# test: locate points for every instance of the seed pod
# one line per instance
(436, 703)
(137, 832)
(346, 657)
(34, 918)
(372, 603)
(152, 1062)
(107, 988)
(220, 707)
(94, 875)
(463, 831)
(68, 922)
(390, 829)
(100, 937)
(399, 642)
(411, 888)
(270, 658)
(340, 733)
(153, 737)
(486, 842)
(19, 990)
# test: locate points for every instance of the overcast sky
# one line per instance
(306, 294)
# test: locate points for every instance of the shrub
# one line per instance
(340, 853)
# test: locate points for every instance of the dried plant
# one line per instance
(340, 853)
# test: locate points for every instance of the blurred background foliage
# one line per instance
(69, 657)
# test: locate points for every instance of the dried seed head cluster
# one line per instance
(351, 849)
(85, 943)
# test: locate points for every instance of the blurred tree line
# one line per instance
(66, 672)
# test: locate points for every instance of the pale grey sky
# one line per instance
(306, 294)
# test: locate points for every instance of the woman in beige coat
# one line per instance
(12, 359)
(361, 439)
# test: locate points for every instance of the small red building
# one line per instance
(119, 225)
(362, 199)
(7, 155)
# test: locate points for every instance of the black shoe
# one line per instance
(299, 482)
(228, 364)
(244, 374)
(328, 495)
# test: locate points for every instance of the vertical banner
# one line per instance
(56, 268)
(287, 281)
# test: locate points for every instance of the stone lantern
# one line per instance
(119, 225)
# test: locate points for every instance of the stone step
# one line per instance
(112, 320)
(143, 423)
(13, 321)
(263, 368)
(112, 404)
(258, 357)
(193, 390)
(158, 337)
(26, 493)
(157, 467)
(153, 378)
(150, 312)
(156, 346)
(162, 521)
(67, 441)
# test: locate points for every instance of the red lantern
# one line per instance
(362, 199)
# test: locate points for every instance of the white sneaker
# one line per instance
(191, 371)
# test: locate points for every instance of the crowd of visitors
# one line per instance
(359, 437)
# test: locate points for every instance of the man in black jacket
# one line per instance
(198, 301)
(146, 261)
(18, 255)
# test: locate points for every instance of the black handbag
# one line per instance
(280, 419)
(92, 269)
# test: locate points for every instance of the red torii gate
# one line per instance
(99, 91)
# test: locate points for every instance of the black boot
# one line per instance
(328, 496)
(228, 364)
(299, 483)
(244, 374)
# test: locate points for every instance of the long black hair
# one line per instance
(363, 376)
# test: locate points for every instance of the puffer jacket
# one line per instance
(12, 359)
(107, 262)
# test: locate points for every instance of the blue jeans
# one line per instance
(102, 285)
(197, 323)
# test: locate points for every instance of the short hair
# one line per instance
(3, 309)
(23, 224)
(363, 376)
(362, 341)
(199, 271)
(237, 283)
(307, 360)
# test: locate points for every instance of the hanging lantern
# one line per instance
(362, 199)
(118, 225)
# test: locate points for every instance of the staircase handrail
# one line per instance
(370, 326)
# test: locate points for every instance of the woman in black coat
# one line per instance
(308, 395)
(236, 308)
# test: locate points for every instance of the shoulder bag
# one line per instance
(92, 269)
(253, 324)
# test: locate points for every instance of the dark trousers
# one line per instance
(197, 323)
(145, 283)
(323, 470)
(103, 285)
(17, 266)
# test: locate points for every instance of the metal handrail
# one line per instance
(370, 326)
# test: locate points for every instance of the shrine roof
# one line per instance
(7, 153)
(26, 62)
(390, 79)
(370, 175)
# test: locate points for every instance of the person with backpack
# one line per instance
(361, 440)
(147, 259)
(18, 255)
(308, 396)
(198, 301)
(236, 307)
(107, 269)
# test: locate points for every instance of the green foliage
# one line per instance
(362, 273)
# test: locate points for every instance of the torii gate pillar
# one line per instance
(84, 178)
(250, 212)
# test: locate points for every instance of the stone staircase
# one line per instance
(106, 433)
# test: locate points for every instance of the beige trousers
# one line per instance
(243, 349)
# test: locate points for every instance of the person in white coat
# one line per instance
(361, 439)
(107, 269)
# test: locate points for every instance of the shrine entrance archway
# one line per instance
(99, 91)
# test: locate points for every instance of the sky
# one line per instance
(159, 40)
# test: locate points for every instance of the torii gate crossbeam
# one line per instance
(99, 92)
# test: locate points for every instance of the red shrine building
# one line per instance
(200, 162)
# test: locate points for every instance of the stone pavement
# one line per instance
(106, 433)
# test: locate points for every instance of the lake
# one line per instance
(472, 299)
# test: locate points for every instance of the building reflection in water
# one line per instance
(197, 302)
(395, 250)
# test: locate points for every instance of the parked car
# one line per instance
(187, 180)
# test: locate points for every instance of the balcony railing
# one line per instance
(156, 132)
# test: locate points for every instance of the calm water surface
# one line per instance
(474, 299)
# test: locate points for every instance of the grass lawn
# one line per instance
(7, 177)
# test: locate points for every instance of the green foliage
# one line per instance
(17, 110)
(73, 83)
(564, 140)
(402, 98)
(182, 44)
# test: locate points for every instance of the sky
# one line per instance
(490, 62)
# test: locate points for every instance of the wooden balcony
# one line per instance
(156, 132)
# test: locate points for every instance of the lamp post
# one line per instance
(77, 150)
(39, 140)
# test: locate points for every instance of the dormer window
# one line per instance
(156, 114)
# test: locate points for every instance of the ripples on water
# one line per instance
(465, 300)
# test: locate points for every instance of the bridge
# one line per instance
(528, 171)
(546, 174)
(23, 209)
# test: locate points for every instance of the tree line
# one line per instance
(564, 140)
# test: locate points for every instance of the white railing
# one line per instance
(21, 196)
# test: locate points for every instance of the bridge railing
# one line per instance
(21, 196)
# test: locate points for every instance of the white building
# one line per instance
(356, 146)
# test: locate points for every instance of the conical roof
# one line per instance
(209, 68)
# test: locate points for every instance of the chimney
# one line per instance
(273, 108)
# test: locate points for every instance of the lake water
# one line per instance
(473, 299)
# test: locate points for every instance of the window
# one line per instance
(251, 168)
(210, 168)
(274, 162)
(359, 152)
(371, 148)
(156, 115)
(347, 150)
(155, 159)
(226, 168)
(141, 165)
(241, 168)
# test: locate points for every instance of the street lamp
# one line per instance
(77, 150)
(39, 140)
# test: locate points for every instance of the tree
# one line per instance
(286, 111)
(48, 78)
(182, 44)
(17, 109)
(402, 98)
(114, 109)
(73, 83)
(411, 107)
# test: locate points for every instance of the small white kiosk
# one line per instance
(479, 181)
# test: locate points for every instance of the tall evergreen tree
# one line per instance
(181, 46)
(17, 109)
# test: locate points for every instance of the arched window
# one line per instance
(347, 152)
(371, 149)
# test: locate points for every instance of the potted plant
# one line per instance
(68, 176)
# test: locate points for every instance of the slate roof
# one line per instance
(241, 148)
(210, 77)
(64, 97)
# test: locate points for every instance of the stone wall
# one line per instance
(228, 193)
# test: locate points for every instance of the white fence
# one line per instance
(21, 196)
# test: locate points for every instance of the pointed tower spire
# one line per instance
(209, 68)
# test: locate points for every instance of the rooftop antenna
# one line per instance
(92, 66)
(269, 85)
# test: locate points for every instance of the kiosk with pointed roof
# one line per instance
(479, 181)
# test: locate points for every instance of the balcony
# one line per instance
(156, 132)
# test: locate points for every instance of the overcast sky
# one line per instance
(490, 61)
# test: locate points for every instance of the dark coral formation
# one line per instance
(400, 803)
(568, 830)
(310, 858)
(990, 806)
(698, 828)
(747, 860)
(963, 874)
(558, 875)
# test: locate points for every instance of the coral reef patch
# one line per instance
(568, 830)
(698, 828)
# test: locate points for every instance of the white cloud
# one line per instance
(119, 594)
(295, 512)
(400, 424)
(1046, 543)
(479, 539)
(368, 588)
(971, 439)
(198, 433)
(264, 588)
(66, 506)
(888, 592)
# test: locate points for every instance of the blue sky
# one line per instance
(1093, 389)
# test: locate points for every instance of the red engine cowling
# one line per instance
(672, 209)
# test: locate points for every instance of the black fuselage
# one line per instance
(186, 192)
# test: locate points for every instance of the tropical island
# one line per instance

-----

◆ **WHAT TO PRODUCE**
Edit the stretch from "# test: locate points for every instance of the tropical" through the end of the rows, replacing "island" with "beach" and leaving everything else unchanged.

◆ **CORRECT RESULT**
# test: locate points for every instance of the tropical beach
# one line per instance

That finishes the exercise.